╭─ Rows

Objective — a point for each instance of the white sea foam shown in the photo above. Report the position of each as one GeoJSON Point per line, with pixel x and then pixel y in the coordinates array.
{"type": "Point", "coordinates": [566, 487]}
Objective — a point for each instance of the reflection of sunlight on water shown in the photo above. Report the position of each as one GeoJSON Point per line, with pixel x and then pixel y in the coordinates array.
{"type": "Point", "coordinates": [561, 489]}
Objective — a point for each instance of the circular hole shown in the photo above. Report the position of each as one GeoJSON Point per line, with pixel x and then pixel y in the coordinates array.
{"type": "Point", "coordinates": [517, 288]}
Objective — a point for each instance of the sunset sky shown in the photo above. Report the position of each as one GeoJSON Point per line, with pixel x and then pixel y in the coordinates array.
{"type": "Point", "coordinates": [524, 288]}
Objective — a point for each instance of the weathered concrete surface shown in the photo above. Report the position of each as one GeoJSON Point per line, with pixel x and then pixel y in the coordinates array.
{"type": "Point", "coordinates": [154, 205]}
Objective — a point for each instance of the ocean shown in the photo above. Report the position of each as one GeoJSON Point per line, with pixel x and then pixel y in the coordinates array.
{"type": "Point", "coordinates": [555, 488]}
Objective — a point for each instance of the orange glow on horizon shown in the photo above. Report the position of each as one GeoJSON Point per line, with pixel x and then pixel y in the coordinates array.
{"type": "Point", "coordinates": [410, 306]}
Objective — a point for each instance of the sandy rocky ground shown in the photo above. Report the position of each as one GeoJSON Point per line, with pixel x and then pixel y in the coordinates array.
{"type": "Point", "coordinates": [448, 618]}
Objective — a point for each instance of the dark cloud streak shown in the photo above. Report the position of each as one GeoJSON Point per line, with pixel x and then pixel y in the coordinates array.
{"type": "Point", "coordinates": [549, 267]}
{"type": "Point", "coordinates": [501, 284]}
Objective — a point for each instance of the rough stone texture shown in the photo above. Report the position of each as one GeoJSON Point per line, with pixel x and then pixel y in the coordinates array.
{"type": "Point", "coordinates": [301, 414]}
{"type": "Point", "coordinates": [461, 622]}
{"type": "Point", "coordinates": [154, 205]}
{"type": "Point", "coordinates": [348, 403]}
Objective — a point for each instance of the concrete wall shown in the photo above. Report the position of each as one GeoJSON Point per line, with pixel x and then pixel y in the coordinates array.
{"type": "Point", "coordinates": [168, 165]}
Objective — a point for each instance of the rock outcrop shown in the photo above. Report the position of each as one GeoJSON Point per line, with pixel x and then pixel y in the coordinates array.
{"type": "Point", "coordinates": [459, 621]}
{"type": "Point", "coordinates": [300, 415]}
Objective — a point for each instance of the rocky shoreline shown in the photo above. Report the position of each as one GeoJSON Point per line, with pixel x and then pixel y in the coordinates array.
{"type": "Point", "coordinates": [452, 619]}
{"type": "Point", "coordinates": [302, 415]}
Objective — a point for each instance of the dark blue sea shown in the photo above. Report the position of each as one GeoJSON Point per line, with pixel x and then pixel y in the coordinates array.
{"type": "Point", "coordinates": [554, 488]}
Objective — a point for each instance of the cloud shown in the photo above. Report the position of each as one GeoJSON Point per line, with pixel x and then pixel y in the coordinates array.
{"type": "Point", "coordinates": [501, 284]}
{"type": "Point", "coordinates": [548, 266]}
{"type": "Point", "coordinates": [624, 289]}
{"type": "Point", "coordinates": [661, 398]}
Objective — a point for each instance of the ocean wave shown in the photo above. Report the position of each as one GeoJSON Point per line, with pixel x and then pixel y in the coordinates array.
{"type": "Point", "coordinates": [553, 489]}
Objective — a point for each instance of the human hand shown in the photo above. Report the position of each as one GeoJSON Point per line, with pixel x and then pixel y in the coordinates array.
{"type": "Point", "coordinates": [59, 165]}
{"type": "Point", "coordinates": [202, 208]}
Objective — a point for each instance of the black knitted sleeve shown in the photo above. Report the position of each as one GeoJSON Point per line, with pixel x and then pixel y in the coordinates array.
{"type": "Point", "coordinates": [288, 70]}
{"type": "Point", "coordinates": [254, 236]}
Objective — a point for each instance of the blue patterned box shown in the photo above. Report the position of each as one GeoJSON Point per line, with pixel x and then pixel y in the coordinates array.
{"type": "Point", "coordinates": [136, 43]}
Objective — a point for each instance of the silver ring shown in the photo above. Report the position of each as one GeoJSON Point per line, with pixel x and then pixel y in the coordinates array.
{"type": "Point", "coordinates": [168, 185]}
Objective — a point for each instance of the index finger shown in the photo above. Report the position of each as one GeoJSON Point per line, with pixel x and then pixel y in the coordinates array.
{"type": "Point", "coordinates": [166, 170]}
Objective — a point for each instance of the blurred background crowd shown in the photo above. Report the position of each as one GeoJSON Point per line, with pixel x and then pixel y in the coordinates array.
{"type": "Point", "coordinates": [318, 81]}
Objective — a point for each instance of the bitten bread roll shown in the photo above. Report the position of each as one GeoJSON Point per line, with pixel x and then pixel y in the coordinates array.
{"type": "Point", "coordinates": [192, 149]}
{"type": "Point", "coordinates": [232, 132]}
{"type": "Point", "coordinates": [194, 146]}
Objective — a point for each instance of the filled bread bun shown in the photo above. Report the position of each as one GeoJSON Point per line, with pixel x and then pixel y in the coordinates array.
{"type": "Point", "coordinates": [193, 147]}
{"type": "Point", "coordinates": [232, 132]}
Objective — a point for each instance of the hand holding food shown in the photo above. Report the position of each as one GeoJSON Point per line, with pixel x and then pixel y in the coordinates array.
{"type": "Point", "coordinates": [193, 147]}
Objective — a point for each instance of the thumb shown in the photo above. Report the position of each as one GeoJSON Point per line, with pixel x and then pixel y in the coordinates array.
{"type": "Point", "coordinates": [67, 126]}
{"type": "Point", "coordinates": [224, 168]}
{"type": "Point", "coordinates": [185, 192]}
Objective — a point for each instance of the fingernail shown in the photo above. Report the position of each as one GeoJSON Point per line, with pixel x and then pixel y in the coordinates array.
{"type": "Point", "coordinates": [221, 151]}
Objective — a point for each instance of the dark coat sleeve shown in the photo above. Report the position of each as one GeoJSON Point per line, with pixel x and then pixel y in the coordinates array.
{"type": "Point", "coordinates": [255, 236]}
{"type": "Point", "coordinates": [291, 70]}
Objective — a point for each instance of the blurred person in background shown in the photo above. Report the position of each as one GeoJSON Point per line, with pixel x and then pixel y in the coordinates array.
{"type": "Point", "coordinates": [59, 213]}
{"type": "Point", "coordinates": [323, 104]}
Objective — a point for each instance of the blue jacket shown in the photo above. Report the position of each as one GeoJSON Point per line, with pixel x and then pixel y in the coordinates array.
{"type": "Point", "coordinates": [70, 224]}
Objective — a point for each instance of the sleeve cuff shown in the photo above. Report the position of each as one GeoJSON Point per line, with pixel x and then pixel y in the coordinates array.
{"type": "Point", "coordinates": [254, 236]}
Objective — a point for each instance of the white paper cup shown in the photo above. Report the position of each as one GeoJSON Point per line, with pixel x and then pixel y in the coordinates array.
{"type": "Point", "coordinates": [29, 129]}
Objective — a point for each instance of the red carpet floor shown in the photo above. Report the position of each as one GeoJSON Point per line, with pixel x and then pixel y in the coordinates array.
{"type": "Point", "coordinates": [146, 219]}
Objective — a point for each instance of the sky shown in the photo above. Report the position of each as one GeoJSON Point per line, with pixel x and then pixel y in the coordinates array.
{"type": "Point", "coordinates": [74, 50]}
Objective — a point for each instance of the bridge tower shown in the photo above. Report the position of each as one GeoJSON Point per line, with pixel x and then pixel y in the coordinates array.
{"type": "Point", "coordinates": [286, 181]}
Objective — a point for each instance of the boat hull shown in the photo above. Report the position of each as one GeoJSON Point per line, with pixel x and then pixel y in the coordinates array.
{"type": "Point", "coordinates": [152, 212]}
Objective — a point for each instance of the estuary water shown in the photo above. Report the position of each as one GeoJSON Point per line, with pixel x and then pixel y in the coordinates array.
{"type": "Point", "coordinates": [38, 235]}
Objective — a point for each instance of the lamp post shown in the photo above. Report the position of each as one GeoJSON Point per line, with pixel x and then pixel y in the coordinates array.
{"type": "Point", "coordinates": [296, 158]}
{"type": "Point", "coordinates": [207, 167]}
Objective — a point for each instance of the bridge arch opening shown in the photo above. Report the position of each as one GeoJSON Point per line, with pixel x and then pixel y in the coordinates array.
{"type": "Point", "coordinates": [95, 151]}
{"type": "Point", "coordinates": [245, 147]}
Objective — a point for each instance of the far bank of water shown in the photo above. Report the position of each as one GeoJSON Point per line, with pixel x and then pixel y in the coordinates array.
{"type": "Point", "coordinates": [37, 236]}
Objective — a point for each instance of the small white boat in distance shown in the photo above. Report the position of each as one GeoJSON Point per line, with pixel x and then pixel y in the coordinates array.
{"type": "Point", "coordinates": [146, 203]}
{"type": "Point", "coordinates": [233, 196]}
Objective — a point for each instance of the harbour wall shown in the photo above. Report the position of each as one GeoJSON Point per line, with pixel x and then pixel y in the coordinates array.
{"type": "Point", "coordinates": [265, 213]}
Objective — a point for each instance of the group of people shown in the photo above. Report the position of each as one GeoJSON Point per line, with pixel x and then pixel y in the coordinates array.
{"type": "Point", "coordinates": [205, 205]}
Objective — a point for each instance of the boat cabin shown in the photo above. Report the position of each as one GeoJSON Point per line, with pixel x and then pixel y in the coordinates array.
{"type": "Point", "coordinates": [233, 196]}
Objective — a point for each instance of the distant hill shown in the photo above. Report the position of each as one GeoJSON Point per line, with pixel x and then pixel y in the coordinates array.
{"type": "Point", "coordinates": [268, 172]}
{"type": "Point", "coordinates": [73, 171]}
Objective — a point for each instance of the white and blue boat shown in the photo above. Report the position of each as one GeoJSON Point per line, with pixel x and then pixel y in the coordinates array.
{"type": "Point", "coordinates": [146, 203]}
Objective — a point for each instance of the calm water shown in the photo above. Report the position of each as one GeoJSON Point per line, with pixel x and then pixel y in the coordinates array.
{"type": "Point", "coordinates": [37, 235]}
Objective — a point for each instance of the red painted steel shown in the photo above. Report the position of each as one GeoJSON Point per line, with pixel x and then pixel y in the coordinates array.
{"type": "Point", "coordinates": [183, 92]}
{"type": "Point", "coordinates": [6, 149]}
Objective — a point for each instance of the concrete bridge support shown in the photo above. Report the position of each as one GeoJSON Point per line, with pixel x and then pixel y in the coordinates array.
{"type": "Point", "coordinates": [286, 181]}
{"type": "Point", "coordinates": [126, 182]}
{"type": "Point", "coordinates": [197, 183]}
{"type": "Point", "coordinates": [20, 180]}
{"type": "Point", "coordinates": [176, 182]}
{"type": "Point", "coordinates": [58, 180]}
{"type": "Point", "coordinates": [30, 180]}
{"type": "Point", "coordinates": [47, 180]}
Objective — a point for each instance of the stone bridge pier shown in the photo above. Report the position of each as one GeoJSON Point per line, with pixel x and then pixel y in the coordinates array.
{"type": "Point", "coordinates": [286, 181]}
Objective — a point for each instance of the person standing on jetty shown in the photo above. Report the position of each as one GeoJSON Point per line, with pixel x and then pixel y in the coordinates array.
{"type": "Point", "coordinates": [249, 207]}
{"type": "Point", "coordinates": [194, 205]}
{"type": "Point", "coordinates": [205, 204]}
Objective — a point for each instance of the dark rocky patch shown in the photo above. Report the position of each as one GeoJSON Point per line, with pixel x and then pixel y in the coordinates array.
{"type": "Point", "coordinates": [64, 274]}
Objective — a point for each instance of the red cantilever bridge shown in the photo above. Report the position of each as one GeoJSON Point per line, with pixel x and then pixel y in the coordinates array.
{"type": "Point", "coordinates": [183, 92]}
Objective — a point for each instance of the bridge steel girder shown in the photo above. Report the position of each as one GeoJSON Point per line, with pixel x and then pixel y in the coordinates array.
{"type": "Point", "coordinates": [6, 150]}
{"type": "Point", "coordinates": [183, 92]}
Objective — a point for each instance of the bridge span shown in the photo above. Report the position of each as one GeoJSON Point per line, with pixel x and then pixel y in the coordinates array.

╰─

_Set exercise_. Return the line that contains "Objective — a point for each instance of the red cantilever" along with every line after it through the end of the entries, exactly, adding nothing.

_Exercise solution_.
Objective — a point for each instance of the red cantilever bridge shown in the photo above. Report the position of each as one GeoJSON Point per line, with pixel x and then pixel y in the coordinates array.
{"type": "Point", "coordinates": [183, 92]}
Objective — a point for each instance of the bridge steel girder shown in the photo above. Report the position of each as one GeoJSON Point per line, with pixel x and then pixel y in the coordinates array.
{"type": "Point", "coordinates": [6, 150]}
{"type": "Point", "coordinates": [183, 92]}
Objective — a point for each instance of the bridge span shown in the photo above. Report the position of each as one GeoJSON Point per line, with pixel x and then pixel y in the coordinates array.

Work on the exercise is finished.